Top of PASSAGE TO READ

From a Los Angeles Times story by Stephen Battaglio headlined “How this CBS journalist and organ-donating mom finds purpose in military vet reporting”:
Catherine Herridge, senior investigative correspondent for CBS News, was working at Fox News when she gave birth to her youngest son, Peter, in 2005. Within weeks he was diagnosed with biliary atresia, a blockage in the ducts that carry bile from the liver to the gallbladder, a rare form of liver disease only seen in infants. Peter’s only chance of survival was an organ transplant.
When Herridge went to her boss, the late Roger Ailes, who was chief executive of Fox News, to inform him of the situation, his first question was: “Where can I buy a liver?”
“I told him it just doesn’t work that way,” Herridge recalled in an interview from her CBS News office in Washington. She explained she was waiting for the Memorial Day holiday weekend, when organs become more available due to the typically high number of motor vehicle crash victims.
Nothing turned up, however, and in June 2006, Herridge became a donor herself. She gave 20% of her liver to Peter when he was 6 months old. It took two years for her to feel like herself again following the operation when she returned to covering intelligence and homeland security.

Bottom of PASSAGE TO READ
Top of GIVEN DATA

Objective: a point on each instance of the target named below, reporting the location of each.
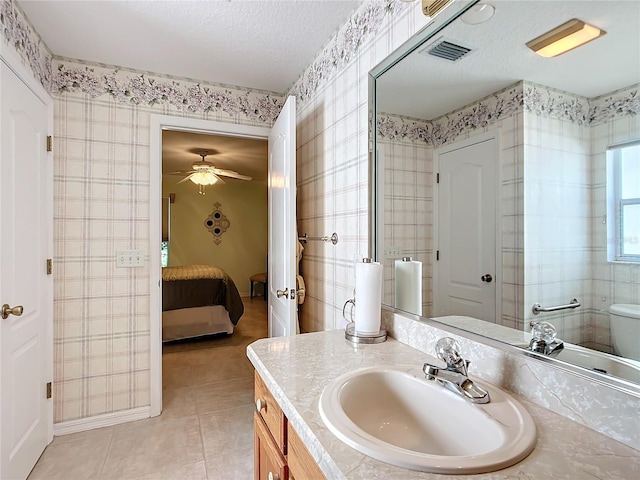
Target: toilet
(625, 329)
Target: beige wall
(243, 249)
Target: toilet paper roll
(408, 275)
(368, 297)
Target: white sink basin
(395, 415)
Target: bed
(198, 300)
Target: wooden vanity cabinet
(279, 453)
(268, 461)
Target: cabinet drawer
(268, 463)
(270, 412)
(301, 463)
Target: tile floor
(205, 430)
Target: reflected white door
(281, 264)
(465, 273)
(25, 241)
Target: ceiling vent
(447, 50)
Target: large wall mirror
(512, 179)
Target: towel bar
(306, 238)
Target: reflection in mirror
(496, 171)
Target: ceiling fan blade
(232, 174)
(185, 178)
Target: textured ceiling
(262, 44)
(245, 156)
(423, 86)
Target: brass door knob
(7, 310)
(283, 293)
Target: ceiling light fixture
(566, 37)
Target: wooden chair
(259, 278)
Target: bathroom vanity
(292, 372)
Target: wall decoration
(217, 223)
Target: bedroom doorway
(189, 368)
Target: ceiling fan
(205, 173)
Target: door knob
(7, 310)
(283, 293)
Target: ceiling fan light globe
(204, 178)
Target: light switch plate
(129, 259)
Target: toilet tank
(625, 329)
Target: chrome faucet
(454, 375)
(544, 339)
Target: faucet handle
(448, 350)
(544, 331)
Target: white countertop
(296, 370)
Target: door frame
(14, 62)
(481, 137)
(158, 124)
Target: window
(623, 192)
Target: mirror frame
(447, 16)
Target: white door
(25, 241)
(281, 265)
(465, 268)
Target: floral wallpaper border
(536, 99)
(17, 32)
(149, 89)
(59, 76)
(344, 46)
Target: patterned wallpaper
(102, 189)
(332, 151)
(101, 205)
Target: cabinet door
(301, 463)
(269, 464)
(271, 414)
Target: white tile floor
(204, 432)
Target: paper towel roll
(409, 285)
(368, 297)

Bottom of GIVEN DATA

__WORK REQUIRED__:
Using the Catherine Herridge excerpt, answer each question on its own line, numbered to match.
1. What condition was Peter diagnosed with within weeks of his birth?
2. What was Roger Ailes's first question when Herridge told him about the situation?
3. What share of her liver did Herridge give Peter, and how old was he then?

__PROBLEM SOLUTION__:
1. Biliary atresia
2. "Where can I buy a liver?"
3. 20%, when he was 6 months old